Task goal:
Recast the rows below as a two-column CSV with the columns instruction and output, giving one line per row. Put the row's full text in instruction and its answer in output, each in a single quoted field with line breaks replaced by spaces, and leave out the pictures.

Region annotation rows
++++++

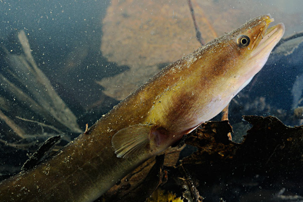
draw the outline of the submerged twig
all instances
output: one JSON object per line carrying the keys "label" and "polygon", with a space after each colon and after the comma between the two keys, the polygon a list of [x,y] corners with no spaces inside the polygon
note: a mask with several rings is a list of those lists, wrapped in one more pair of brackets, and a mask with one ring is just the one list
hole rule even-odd
{"label": "submerged twig", "polygon": [[190,10],[190,13],[191,14],[191,18],[192,18],[192,21],[193,22],[194,29],[196,31],[196,37],[197,38],[197,40],[198,40],[198,41],[199,41],[200,43],[201,43],[201,45],[204,45],[204,44],[205,44],[205,41],[202,37],[201,32],[200,32],[200,31],[199,31],[198,25],[197,24],[197,23],[195,20],[194,11],[193,10],[193,8],[192,8],[192,5],[191,4],[191,0],[187,0],[187,3],[188,3],[188,6],[189,7],[189,10]]}
{"label": "submerged twig", "polygon": [[43,127],[43,126],[46,127],[47,128],[50,128],[52,130],[55,130],[55,131],[57,132],[58,133],[63,133],[62,131],[61,131],[60,130],[56,128],[56,127],[55,127],[53,126],[50,126],[49,125],[47,125],[47,124],[45,124],[43,123],[40,123],[37,121],[25,119],[24,118],[20,117],[16,117],[16,118],[21,119],[22,121],[28,121],[29,122],[32,122],[32,123],[36,123],[38,124],[38,125],[41,126],[41,127]]}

++++++

Answer below:
instruction,output
"draw the outline of the submerged twig all instances output: one JSON object per line carrying the keys ""label"" and ""polygon"", with a space after each colon and after the comma between the two keys, the polygon a list of [x,y] corners with no spaces inside the polygon note: a mask with several rings is a list of those lists, wrapped in one more pair of brackets, and a mask with one ring is just the one list hole rule even-odd","{""label"": ""submerged twig"", ""polygon"": [[190,10],[190,13],[191,14],[191,18],[192,18],[192,21],[193,22],[194,29],[196,31],[196,37],[197,38],[197,40],[198,40],[198,41],[199,41],[200,43],[201,43],[201,45],[204,45],[204,44],[205,44],[205,41],[202,37],[201,32],[200,32],[200,31],[199,31],[198,25],[197,24],[197,23],[195,20],[194,11],[193,10],[193,8],[192,8],[192,5],[191,4],[191,0],[187,0],[187,3],[188,3],[188,6],[189,7],[189,10]]} {""label"": ""submerged twig"", ""polygon"": [[43,127],[43,126],[46,127],[47,128],[50,128],[52,130],[55,130],[55,131],[57,132],[58,133],[63,133],[62,131],[61,131],[60,130],[56,128],[56,127],[55,127],[53,126],[50,126],[49,125],[47,125],[47,124],[45,124],[43,123],[40,123],[37,121],[25,119],[24,118],[20,117],[16,117],[16,118],[21,119],[22,121],[28,121],[29,122],[32,122],[32,123],[36,123],[38,124],[38,125],[41,126],[41,127]]}"